Passage for review.
Friday, August 28, 2020

KOLKATA WILL SURVIVE

 

KOLKATA WILL SURVIVE     

Life in cities may be harsh and precarious, but as social organisms they are robust. This paradox surfaced, for instance, in the aftermath of the New York twin tower attack on 11 September 2001, another day that would “go down in infamy” but also in honour since Pearl Harbour and Hiroshima.  Another such urban theatre of World War II was London that was all but razed to the ground by the Blitz, yet proved to be the archetype of a city’s indomitable spirit under stress. “No time for regrets”, “stiff upper lip, Jeeves”, “business as usual” characterised the ethos of the Londoners during those horrific months, a natural source of inspiration that helped rally the New Yorkers, in their turn, after the collapse of the twin towers. Malta, Antwerp and many of the German cities, like Dresden, fared worse than London. Nagasaki and Hiroshima suffered the ultimate and unspeakable horror that “never again” shall happen.

Record set.
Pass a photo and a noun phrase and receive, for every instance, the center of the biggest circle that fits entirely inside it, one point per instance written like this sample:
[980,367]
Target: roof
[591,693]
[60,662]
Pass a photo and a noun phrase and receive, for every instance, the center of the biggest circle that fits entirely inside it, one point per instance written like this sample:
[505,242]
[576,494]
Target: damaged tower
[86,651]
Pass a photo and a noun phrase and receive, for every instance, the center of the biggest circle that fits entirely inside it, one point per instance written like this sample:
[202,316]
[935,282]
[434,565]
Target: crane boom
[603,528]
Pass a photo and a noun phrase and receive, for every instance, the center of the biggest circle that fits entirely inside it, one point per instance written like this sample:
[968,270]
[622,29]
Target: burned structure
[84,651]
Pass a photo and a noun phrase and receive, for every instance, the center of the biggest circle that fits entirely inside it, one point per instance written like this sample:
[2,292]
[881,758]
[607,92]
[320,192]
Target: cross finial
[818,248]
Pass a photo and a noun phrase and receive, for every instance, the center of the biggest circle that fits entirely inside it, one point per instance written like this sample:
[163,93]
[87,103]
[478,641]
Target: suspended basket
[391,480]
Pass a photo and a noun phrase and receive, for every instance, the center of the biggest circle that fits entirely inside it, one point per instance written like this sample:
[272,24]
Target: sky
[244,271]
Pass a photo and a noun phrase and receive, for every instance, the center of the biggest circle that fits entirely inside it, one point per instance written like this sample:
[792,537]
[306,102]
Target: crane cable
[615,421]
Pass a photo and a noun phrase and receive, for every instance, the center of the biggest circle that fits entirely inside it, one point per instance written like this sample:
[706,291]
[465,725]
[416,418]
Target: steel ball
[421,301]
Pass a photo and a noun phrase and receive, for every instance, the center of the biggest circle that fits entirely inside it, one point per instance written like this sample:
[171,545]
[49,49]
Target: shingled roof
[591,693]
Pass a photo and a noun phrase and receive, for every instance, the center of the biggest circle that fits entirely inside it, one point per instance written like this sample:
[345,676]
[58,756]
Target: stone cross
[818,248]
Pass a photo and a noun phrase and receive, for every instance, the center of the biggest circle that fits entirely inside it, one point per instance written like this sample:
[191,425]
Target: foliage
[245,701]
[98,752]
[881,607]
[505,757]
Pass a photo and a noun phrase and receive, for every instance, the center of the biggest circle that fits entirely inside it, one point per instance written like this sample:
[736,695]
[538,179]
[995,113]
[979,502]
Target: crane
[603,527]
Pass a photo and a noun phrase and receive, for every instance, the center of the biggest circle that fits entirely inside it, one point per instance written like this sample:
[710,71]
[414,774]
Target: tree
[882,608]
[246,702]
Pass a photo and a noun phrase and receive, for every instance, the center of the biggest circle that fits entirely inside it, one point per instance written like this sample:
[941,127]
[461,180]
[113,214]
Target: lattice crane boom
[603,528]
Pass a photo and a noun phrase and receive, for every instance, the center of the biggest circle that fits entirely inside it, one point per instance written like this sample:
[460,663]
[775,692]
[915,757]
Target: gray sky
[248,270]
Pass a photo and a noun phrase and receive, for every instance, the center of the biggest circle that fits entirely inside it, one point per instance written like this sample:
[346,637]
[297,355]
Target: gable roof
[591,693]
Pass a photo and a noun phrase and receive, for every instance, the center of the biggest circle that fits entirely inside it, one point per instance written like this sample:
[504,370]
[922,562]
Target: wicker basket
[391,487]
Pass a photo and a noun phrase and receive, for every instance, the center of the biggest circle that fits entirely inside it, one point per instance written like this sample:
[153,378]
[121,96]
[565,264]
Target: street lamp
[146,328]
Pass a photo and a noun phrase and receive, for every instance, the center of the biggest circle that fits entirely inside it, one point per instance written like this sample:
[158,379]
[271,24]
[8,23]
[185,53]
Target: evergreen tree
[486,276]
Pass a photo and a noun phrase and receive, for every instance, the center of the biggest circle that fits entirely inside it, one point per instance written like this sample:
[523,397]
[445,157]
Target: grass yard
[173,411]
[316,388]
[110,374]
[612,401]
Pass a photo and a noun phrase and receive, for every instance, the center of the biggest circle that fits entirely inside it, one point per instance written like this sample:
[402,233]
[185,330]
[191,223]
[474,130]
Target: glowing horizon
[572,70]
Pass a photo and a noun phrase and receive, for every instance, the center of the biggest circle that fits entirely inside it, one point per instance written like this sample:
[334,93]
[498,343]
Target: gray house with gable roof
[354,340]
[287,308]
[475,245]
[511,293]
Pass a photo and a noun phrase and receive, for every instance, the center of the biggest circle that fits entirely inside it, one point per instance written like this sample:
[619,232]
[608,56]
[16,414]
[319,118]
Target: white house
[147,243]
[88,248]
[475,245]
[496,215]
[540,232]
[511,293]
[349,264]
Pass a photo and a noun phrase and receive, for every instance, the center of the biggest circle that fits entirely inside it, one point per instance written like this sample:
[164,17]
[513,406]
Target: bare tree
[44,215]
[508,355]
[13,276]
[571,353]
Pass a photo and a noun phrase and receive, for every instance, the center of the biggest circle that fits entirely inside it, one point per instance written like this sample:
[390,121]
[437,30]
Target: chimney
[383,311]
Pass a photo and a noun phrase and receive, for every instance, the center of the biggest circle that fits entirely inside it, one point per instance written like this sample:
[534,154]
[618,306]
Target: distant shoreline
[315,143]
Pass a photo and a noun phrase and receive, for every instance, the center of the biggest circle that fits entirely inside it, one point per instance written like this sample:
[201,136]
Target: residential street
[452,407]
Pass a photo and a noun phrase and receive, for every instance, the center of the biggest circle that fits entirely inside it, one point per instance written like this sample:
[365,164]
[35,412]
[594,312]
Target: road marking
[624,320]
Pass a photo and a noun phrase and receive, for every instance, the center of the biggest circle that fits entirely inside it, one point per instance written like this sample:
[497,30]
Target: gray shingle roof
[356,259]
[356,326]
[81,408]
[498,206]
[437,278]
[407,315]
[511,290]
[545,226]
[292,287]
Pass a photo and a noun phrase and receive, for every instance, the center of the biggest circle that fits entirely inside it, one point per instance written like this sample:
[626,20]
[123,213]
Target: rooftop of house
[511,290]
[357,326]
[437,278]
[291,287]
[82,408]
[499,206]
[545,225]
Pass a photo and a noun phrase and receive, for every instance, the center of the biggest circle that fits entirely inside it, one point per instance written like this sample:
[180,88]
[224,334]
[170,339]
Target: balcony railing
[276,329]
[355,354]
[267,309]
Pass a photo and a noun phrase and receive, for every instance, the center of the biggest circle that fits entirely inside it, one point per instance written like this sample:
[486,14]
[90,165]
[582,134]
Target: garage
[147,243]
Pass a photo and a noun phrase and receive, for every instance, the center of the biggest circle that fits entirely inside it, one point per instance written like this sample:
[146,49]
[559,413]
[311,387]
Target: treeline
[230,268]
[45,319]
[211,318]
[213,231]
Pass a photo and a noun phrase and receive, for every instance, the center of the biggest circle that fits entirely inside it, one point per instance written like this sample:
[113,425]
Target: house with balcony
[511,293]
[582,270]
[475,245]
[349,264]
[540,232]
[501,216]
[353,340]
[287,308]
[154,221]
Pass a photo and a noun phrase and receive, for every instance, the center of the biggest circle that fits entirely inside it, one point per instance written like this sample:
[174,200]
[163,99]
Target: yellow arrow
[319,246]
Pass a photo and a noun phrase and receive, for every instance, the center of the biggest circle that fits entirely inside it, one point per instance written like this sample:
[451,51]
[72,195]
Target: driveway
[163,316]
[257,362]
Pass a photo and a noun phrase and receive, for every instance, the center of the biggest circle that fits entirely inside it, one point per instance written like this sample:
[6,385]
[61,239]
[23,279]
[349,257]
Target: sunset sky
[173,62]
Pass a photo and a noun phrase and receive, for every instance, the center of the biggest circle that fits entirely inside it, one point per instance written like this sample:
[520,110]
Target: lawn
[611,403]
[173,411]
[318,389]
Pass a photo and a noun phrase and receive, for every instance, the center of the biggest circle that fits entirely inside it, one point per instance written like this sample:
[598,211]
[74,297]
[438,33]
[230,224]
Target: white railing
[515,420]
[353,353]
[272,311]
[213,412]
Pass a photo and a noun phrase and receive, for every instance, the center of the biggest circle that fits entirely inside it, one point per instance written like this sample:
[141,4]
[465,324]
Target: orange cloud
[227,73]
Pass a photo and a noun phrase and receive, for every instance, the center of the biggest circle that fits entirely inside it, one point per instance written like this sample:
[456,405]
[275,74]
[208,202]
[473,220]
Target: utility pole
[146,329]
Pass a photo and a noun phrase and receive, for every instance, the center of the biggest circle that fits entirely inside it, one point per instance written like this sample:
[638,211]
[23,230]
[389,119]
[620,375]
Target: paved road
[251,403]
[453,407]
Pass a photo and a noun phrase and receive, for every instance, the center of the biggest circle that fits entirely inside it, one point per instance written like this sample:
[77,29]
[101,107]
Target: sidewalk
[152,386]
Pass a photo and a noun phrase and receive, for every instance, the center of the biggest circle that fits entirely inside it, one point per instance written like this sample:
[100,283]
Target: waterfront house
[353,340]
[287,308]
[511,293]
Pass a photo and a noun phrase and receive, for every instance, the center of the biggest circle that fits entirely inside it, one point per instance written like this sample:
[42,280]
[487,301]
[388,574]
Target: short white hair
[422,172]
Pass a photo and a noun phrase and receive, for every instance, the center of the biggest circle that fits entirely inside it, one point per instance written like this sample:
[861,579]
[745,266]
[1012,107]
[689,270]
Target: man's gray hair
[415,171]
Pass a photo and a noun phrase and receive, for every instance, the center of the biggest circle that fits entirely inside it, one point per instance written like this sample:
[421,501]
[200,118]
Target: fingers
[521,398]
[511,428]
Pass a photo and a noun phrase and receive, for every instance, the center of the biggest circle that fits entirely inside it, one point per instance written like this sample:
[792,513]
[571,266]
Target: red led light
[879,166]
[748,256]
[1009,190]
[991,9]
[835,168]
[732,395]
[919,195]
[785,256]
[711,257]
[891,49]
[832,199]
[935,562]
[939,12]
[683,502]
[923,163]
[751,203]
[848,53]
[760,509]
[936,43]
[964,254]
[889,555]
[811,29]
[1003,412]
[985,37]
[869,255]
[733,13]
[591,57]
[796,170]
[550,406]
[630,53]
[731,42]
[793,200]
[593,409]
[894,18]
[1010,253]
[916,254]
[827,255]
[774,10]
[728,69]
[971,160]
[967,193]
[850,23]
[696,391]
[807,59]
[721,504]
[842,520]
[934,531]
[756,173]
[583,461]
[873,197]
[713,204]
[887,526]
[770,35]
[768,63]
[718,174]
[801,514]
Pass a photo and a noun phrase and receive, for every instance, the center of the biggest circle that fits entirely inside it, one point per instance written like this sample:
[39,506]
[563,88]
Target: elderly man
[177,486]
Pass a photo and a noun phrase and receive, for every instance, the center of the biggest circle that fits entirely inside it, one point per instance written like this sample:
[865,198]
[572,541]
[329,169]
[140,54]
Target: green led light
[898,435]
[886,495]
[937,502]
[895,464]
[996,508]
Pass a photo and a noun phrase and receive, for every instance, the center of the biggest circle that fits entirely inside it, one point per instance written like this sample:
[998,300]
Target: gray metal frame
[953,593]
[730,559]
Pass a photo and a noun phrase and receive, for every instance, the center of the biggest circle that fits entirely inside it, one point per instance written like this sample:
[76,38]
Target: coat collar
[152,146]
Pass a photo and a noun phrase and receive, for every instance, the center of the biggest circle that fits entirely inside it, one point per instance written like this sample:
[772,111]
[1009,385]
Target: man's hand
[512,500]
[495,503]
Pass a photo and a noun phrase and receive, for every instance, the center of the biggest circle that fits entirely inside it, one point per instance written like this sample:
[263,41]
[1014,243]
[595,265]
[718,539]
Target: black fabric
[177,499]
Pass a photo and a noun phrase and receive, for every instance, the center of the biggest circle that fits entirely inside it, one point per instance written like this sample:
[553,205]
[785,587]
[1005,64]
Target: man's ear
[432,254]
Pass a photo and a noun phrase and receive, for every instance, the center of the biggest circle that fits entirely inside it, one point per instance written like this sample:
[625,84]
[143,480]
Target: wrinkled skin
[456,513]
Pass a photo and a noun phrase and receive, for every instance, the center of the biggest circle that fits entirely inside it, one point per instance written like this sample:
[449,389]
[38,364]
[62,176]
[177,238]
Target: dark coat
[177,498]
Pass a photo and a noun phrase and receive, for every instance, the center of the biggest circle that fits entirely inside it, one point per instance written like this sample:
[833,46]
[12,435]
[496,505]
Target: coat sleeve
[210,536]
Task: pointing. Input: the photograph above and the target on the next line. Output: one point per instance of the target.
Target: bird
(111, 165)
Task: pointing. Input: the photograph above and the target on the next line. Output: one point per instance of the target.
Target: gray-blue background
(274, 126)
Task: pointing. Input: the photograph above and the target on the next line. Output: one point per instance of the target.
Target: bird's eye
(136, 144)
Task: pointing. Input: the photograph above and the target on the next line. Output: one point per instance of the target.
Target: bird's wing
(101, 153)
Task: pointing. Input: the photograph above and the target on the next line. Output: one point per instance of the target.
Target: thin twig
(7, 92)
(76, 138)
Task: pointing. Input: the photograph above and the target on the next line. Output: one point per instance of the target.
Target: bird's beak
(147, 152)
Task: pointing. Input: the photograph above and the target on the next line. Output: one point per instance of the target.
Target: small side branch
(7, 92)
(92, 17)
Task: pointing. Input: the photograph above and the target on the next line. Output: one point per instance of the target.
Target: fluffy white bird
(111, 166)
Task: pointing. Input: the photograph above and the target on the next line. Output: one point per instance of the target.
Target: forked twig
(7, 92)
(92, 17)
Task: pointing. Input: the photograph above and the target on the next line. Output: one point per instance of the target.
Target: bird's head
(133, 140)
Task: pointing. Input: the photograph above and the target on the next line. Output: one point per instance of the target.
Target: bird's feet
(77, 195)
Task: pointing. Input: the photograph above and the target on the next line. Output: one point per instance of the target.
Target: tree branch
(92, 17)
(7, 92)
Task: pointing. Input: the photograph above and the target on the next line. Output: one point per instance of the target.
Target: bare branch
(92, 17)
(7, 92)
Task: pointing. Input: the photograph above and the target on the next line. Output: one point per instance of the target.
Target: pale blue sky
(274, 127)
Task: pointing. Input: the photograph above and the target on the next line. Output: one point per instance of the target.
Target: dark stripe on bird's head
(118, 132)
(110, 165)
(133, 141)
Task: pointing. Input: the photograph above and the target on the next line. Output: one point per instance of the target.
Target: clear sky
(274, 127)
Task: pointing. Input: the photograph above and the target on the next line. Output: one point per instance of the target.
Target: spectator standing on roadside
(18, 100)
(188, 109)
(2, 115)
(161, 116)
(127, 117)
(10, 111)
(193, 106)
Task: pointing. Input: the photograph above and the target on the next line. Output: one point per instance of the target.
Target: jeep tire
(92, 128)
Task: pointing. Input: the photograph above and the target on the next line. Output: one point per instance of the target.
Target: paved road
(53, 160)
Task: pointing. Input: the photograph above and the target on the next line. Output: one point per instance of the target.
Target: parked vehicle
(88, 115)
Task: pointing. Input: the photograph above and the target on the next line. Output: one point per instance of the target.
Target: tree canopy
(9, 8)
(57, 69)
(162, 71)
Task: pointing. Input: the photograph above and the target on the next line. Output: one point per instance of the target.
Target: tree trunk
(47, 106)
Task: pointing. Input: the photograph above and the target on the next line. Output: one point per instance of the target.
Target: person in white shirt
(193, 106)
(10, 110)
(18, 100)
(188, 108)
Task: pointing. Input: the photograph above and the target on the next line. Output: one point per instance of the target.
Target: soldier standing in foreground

Work instruction 1. In the essay on cities under stress, which city is called the archetype of a city's indomitable spirit under stress?
Work instruction 2. Continue the essay on cities under stress from its last sentence.

Written answer 1. London, which the Blitz all but razed to the ground.

Written answer 2.
  

And yet, seventy-five years on, all these cities stand proud and tall, proving once again that a city is not its buildings but its citizens. It is not defeated by external assault but by internal decay. When the Romans, glutted on blood and lust, handed themselves over to their slaves, the empire collapsed from within. Babylon, symbol of enslavement to corruption, could not last. Jerusalem, turned towards the Lord and blessed with peace and justice, will turn out resilient. This is true “survival of the fittest”, where fitness is endowed with moral fibre and spiritual muscle. However, despite the understanding that Jerusalem builds up and Babylon self-destructs, no city can pretend to be purely Jerusalem, since Babylon still circulates in the bowels of power and commerce, until purged by the forces of divine love and neighbourly concern, assured by the presence of the Risen Christ.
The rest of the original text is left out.